Task description:
Please restate the lines shown below exactly, every one of them.

Records shown:
+++
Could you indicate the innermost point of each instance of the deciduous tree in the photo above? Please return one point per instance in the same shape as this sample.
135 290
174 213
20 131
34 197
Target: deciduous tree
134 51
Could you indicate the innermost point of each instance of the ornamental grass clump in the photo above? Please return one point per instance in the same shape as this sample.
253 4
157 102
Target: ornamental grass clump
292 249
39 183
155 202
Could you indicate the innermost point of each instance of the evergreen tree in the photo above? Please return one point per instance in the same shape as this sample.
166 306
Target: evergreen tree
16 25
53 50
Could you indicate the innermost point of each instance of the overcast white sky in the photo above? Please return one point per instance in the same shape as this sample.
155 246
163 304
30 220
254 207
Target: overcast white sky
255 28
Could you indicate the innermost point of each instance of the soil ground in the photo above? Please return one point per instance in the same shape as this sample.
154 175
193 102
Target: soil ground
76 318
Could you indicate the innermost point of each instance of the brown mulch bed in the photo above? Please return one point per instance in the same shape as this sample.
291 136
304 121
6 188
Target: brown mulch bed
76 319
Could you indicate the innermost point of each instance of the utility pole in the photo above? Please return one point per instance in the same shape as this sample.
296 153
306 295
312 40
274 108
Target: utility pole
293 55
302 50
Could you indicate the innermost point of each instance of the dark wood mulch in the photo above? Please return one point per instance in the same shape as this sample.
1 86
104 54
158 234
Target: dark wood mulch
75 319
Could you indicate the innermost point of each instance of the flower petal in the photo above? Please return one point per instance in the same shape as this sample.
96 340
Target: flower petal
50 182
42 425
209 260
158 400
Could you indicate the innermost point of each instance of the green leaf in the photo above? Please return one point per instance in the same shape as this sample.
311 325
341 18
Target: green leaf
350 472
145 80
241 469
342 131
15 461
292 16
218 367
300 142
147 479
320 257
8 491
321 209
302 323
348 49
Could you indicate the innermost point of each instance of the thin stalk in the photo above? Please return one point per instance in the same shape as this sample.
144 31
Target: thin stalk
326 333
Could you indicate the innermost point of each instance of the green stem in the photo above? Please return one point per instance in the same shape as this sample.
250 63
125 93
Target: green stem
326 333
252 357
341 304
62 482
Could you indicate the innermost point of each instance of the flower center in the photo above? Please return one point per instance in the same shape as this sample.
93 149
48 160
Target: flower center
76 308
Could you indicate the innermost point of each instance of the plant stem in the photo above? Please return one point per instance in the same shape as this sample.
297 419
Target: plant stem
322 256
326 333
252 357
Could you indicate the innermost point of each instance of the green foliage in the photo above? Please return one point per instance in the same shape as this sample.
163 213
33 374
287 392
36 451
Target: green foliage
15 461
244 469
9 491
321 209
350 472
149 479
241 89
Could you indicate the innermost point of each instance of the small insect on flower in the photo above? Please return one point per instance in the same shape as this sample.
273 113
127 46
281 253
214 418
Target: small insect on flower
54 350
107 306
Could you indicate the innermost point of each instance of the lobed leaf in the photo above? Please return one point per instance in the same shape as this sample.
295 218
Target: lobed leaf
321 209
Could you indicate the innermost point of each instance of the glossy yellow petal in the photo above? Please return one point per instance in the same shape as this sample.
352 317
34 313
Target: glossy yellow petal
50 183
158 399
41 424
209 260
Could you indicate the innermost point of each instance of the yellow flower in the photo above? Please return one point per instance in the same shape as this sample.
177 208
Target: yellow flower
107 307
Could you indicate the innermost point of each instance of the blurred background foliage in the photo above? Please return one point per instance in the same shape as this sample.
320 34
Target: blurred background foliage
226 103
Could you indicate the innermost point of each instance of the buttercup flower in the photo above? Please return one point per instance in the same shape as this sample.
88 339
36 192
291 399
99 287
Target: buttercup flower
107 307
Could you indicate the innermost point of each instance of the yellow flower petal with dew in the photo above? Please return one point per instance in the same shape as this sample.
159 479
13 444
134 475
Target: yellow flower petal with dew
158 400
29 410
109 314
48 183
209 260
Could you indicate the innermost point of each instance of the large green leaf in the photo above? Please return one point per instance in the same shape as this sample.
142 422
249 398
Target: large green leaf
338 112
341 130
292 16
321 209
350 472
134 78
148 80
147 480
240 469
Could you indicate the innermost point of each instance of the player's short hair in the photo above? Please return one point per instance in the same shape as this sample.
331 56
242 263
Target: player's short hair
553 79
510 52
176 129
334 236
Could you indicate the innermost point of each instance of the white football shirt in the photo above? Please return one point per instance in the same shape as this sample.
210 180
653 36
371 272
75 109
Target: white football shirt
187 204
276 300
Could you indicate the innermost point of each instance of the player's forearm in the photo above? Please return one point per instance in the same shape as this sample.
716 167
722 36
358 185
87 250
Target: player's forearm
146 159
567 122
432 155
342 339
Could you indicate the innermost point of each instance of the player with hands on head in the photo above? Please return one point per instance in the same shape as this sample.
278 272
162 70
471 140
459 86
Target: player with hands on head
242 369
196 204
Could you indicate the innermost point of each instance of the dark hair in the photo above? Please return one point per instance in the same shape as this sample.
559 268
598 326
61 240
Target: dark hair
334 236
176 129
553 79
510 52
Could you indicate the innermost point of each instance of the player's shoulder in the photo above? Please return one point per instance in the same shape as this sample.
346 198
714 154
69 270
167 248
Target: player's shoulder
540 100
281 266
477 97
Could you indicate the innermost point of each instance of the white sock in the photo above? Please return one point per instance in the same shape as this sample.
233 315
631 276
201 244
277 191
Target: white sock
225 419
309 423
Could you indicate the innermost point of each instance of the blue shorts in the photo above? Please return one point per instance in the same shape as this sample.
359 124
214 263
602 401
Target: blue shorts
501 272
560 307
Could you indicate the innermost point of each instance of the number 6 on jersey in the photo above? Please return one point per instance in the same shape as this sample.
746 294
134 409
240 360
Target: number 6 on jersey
+++
Expected answer:
Could you indicate the innermost point of each instance of the deciduous tree in the photo above? Please return one point per instance in the same shape as this sample.
135 290
174 213
20 131
34 197
Target: deciduous tree
134 51
Could you indicate the innermost point of each instance of the ornamental grass clump in the photo above? Please return one point per instance in the same shape as this sample.
253 4
157 102
Target: ornamental grass clump
292 249
39 183
155 202
Could you indicate the innermost point of each instance of the evergreen tree in the photo above? Please return one point per instance in the same shape as this sample.
166 306
Target: evergreen tree
16 25
53 50
Could you indicate the innermost point of each instance of the overcast white sky in the photo above? Please return one point per instance in the same shape as this sample.
155 246
163 304
30 220
254 207
Target: overcast white sky
255 28
Could you indicate the innermost point of each instance of the soil ground in the photo above? Please return one point per instance in the same shape as this sample.
154 175
193 102
Target: soil ground
76 318
Could you indicate the innermost point of each instance of the brown mulch bed in the photo above? Please return one point per instance in the same shape as this sample.
291 136
304 121
6 188
Target: brown mulch bed
76 319
Could you indicate the innermost point of each instance of the utility pole in the photo above? Please return one point per instance in the same shape as this sample.
296 153
306 295
312 40
274 108
Target: utility pole
293 55
302 50
Could you indicate the innermost point of each instance of the dark wood mulch in the photo above? Please return one point per instance in the same shape as this sample.
1 86
104 54
158 234
Target: dark wood mulch
75 319
Could you indicate the innermost point of each instance of the flower petal in the photo above? Please return one point per instance in the same shape as this sample.
96 340
Target: flower petal
50 182
42 425
209 260
158 400
Could you indicate the innermost point of each instance of the green leaf in the photo above? Please return one point per instance in the same shape as this sample.
311 325
341 18
Target: green leaf
350 472
145 80
241 469
342 131
15 461
292 16
218 367
300 142
147 479
320 257
8 491
321 209
302 323
348 49
Could you indicate the innermost point of each instance of the thin stalk in the photo above? Please return one point per instance in the same shape as this sample.
144 31
Target: thin stalk
326 333
Could you indicate the innermost point of each instance of the green stem in the photo above? Please return one point per instance in the same shape as this sample.
250 63
125 93
Target: green stem
326 333
252 357
341 304
62 482
Could you indicate the innermost point of each instance of the flower center in the photo above? Please return one point per instance in the same shape as this sample.
93 149
48 160
Target: flower center
76 308
Could you indicate the innermost point of each instance of the plant stem in the photo above? Please return one point per instance in the same shape as this sample.
297 419
Target: plant stem
322 256
326 333
252 357
Could you indicate the innermost point of each instance of the green foliage in the photo above? Please return one point per instance in the same shape as this sample.
163 213
33 374
287 392
36 451
Target: green foliage
15 461
244 469
9 491
321 209
350 472
149 479
241 89
Could you indicate the innermost point of each instance of the small insect on flower in the photo above? Please return one point per instance in the same shape as this sample.
273 113
127 46
281 253
214 418
Target: small insect on flower
54 350
107 306
Could you indicate the innermost point of each instance of the lobed leaf in the photo above? Please return one point per instance in the same shape as this sample.
295 218
Target: lobed leaf
321 209
Could you indicate the innermost point of each instance of the glossy yellow petal in the photo above? Please return one point per instance in the same shape as this sample.
352 317
34 313
Target: glossy yellow petal
50 183
158 399
41 424
209 260
Could you indicate the innermost point of each instance of the yellow flower in the photo above? Please return one point per instance in the same shape as this sample.
177 208
Target: yellow flower
107 307
Could you indicate the innermost point of each instance of the blurred background foliage in the photo above? Please return one point per instance in the same shape as this sample.
320 34
Target: blurred background foliage
226 103
Could you indicate the innermost point of each instance of the buttercup flower in the photo above? Please return one point per instance in the same shape as this sample.
88 339
36 192
291 399
99 287
Target: buttercup flower
107 307
Could you indicate the innermost point of each instance of the yellow flower petal with dew in the photo above? Please return one point per instance in the same shape as this sample.
159 479
13 444
134 475
Target: yellow flower petal with dew
158 400
29 410
109 314
48 183
209 260
Could you indicate the innermost point of each instance of the large green leaf in the photo above? Please return one point per instance in the same shape as this sample.
142 422
249 398
Target: large green leaf
338 112
341 130
292 16
321 209
350 472
134 78
148 80
147 480
240 469
Could you indicate the innermost point of each instance of the player's short hair in the photo above? Please return one point per instance in the same shape as this sample.
331 56
242 263
Target: player's short hair
553 79
510 52
176 129
334 236
Could you indicate the innermost point of each instance of the white football shirt in the photo above? Please return one point per instance in the same shape as this sample.
210 180
653 36
371 272
75 109
Target: white football shirt
187 204
276 300
Could you indicate the innermost point of each instance of the player's forearm in the photo above? Please return one point per instance in the same shape as this sample.
716 167
722 36
358 185
87 250
Target: player's forearm
146 159
567 122
432 155
342 339
Could you indicate the innermost point of each instance of the player with hands on head in the photo above? Please return one point per instance in the same shape as this sample.
278 272
162 70
471 140
459 86
Target: player with hands on head
242 369
196 204
Could you indicate the innermost point of each instance of the dark hair in the photo above? Please return one point per instance in the same shape as this sample.
559 268
598 326
61 240
Target: dark hair
334 236
176 129
553 79
510 52
Could you indicate the innermost point of each instance of the player's shoulder in the photo above? Please return one point per instance in the same shape as this sample.
346 198
714 154
69 270
167 248
Target: player's shoulder
540 100
281 266
477 97
Could you indicate the innermost point of each instance of the white sock in the photo above? Please return one point per instance in the same shape as this sample.
233 315
631 276
201 244
277 191
Target: white sock
225 419
309 423
Could you indicate the innermost point of each instance of the blue shorts in the photo above? Please return one point per instance in the same shape as this sample.
359 124
214 263
602 401
Target: blue shorts
501 272
560 307
Could you indicate the innermost point of each instance of the number 6 on jersey in the photo above? Please return one point per instance in the same shape as this sample.
746 294
134 409
240 360
Target: number 6 on jersey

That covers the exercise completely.